== Selected extract ==

RAILWAY EQUIPMENT COMPANY
STANDARD TERMS AND CONDITIONS

  1. Applicable Terms. Railway Equipment Company (“RECO”) is a manufacturer and supplier of railroad equipment and supplies. These terms and conditions, together with any applicable addenda, RECO’s proposal, price quote, or purchase order form the parties’ entire agreement (“Agreement”) and govern the sale of equipment, components, parts, and materials (“Products”) and services (“Services”) by RECO to any person or entity (“Buyer”). In the event of a conflict between documents, precedence shall apply in accordance with the order listed in the previous sentence. RECO’s proposal, offer, or acceptance is conditioned on Buyer’s acceptance of this Agreement. Any additional or conflicting terms in Buyer’s request for proposal, specifications, purchase order and any other written or oral communication from Buyer is not binding on RECO unless separately signed by the parties.
  2. Pricing & Payment. Prices and payment terms are as stated in RECO’s purchase order, quotation, or proposal. RECO’s prices include the costs of its standard domestic packing only. Any packing deviation, including U.S. Government sealed packing, will be charged to Buyer. Unless stated in writing by RECO, RECO’s prices exclude charges for freight, unloading, storage, insurance, taxes, excises, fees, duties, or other government charges related to the Products. These amounts will be added to Buyer’s invoice. If Buyer claims a tax or other exemption or direct payment permit, Buyer must provide a valid exemption certificate or permit and indemnify, defend, and hold RECO harmless from any taxes, costs and penalties arising from same. Increases, changes (including in application), adjustments or surcharges which may be incurred may be added to or updated on Buyer’s invoice. All payments are due net 30 days from the date an invoice is issued by RECO with all payments made in United States Dollars. Buyer waives the right to assert offsets or counterclaims with respect to invoices. All orders and credit are subject to credit approval by RECO. RECO may modify, suspend, or withdraw the credit amount or payment terms at any time. If there is doubt as to Buyer’s financial condition, RECO may withhold manufacturing or shipment, require cash payments or prepayments, or require other satisfactory security. RECO may recover shipped Products from the carrier pending such assurances. Late payments shall bear interest at a rate equal to 1.5% per month, or the highest rate allowed by law, whichever is lower. Buyer will be responsible for collection costs (including attorneys’ fees whether or not suit is commenced) incurred with respect to invoices not paid when due. RECO may suspend or terminate further performance under a purchase order or other agreements with Buyer upon notice for non-payment of invoices. If Buyer disputes all or any portion of an invoice, it must deliver written notice to RECO of the disputed amount and the basis for the dispute within 21 days of receiving the invoice. Failure of Buyer to timely notify RECO of any dispute constitutes a waiver of Buyer’s claim. Upon resolution of the dispute, Buyer must pay the invoice or the remainder of the invoice, plus any accrued interest on the late payment.

===

◆ Exercise tasks
[1] In the RECO terms and conditions, how long does the Buyer have to give written notice of an invoice dispute?
[2] For each statement, say whether it agrees with the RECO terms and conditions, and quote the words that decide it.
(a) RECO's prices cover its standard domestic packing.
(b) Late payments carry interest of 2% per month.
(c) The Buyer may pay in any currency.
[3] Write the next part of the RECO terms and conditions, picking up after their final sentence.
The lines after this text are separate material and have no connection to it.

== Dataset extract ==

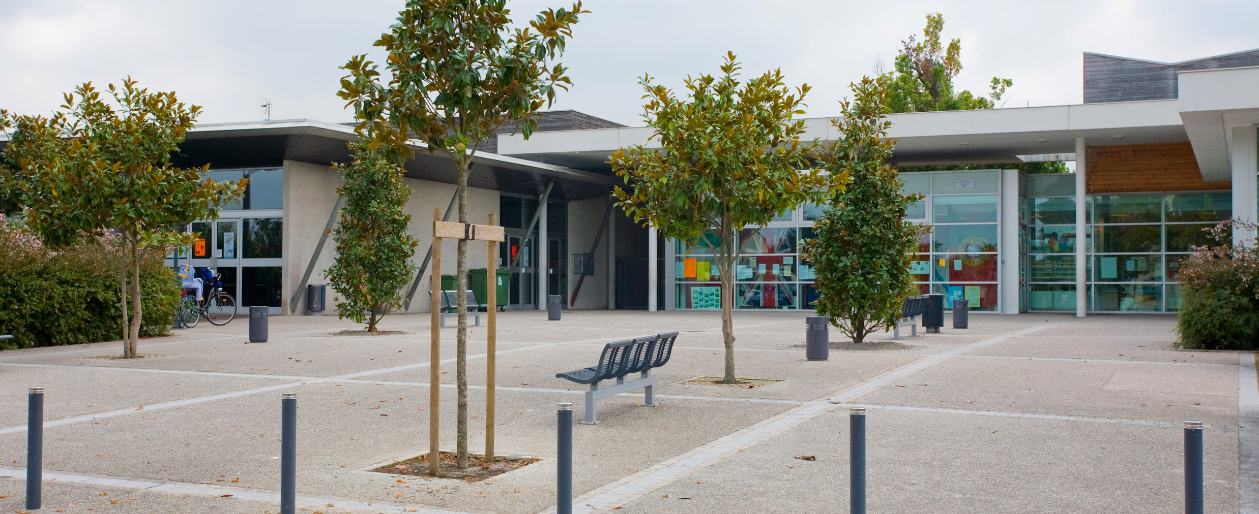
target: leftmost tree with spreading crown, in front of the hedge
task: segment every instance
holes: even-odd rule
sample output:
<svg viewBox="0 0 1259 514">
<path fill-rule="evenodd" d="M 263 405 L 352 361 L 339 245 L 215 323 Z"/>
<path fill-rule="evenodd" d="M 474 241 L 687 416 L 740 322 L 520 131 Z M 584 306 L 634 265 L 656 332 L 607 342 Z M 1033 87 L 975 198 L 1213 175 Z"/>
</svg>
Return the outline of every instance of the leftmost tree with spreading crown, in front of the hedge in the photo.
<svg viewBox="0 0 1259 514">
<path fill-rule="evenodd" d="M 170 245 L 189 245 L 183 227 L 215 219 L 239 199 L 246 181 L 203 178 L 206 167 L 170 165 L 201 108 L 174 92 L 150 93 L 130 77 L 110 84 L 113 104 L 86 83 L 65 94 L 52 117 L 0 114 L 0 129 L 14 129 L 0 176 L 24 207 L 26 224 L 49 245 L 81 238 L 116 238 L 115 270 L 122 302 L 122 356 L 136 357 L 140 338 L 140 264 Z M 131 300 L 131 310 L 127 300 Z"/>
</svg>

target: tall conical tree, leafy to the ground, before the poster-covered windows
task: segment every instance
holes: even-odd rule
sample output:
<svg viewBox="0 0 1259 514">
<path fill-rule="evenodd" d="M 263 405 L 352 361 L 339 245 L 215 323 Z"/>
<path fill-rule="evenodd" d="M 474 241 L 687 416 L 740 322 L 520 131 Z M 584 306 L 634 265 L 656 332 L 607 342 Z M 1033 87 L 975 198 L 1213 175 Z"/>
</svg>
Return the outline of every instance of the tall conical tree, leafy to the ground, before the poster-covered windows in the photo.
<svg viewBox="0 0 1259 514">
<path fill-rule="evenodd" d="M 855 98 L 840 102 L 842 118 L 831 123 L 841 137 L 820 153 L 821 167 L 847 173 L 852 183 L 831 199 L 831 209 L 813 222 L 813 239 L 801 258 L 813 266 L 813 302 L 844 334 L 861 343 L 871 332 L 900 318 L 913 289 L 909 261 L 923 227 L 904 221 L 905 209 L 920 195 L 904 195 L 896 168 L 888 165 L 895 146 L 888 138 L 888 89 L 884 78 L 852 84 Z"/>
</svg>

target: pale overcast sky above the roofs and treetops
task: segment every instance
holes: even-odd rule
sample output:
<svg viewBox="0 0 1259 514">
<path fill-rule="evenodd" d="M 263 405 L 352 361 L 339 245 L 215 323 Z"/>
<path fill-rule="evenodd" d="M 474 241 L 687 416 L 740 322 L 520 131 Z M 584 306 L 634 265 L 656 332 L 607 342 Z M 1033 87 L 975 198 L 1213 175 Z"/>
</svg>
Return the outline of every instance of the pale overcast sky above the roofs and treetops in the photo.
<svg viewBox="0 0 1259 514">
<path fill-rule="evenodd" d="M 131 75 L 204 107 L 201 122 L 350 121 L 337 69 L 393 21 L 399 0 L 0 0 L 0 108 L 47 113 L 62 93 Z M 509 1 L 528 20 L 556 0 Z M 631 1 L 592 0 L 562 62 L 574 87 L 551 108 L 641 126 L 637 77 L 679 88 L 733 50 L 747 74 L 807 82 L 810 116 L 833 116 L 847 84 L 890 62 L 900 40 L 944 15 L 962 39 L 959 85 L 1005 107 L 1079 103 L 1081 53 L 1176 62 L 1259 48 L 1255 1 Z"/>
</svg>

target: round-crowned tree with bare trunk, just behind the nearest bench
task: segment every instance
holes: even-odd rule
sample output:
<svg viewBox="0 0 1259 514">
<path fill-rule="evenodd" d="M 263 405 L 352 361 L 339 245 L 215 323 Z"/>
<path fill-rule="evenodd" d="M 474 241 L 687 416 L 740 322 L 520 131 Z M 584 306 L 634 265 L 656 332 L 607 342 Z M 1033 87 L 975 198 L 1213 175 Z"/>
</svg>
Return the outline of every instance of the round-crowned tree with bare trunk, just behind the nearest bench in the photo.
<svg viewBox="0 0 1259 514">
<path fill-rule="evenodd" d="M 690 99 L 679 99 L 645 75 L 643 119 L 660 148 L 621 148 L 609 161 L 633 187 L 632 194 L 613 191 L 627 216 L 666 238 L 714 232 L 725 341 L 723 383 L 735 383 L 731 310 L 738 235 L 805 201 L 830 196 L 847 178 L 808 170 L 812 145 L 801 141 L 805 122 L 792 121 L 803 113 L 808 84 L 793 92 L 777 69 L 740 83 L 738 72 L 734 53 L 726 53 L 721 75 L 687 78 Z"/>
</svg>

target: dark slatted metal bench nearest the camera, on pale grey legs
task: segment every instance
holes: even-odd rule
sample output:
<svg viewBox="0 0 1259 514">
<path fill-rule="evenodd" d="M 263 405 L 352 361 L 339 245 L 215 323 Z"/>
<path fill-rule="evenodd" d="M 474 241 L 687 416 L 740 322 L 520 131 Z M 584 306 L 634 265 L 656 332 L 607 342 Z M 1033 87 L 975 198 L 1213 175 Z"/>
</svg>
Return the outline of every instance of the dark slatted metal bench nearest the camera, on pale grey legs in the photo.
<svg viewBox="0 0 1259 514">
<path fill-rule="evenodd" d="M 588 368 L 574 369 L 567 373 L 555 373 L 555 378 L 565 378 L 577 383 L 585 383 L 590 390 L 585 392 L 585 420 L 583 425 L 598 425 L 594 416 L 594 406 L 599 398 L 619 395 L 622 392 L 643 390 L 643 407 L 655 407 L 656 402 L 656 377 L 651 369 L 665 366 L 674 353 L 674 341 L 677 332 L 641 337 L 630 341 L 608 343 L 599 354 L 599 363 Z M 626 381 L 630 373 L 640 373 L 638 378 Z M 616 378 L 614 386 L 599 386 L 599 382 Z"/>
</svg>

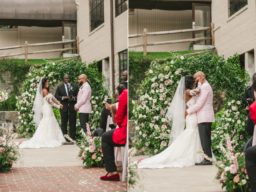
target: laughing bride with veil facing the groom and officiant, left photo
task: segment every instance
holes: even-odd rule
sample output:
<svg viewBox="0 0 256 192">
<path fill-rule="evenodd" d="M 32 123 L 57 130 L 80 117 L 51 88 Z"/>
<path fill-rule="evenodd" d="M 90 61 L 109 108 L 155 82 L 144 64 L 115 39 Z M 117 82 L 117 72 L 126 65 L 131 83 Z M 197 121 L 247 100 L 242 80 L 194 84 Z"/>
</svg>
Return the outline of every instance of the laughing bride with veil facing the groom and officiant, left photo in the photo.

===

◆ Task-by-task outputs
[1] Within 21 days of receiving the invoice.

[2]
(a) Yes: "RECO’s prices include the costs of its standard domestic packing only."
(b) No: "Late payments shall bear interest at a rate equal to 1.5% per month, or the highest rate allowed by law, whichever is lower."
(c) No: "with all payments made in United States Dollars."

[3]
  3. Suspension/Termination Right. RECO may suspend work if an invoice is more than 30 days past due. RECO may terminate this Agreement immediately if an invoice is more than 60 days past due. Unless prohibited by law, RECO may also terminate this Agreement immediately in the event of a material adverse change in Buyer’s financial condition including, but not limited to, bankruptcy, insolvency, liquidation, or similar financial condition.
  4. Delivery; Risk of Loss; Title. Products will be shipped free and clear of liens and encumbrances and delivered F.O.B. RECO’s point of shipment with risk of loss or damage passing to Buyer at that point and freight prepaid and added on to the invoice. Any special or expeditated transportation must be agreed to in writing by RECO. Buyer is responsible for all transportation, insurance, and related expenses. RECO has no obligation to insure shipments unless agreed to in writing by the parties. The related expenses shall include any taxes, duties, or documentation fees. RECO may make partial shipments and Buyer will separately pay for each shipment. Any shipping, delivery and installation dates are estimated dates only. RECO is not liable for any loss or expense incurred by Buyer or Buyer’s customers if RECO fails to meet its delivery schedule. Title to Products will remain with RECO, notwithstanding delivery and regardless of the extent which the Products may be affixed to or used in connection with or incorporated in any realty, until the full purchase price has been paid by Buyer.
  5. Deferment and Cancellation. Buyer has no right to defer shipment or cancel orders, nor the performance of the Services. If a cancellation occurs, Buyer shall pay to RECO cancellation charges for partially completed Services in portion of the price determined to be due by RECO based on its percentage of completion of the Service, and for Products, a 15% restocking fee.
  6. Storage. If Products are not picked up by Buyer within a reasonable time after the delivery date, then Products will be placed into storage, and Buyer will pay all of RECO’s storage expenses, including but not limited to, preparation for and placement into storage, handling, freight, storage, inspection, preservation, and maintenance, upon receipt of an invoice from RECO. When conditions permit and upon payment to RECO of all amounts due, Buyer must arrange, at its expense, to remove the Products from storage. Buyer bears the risk of loss, damage, or destruction to Products in storage.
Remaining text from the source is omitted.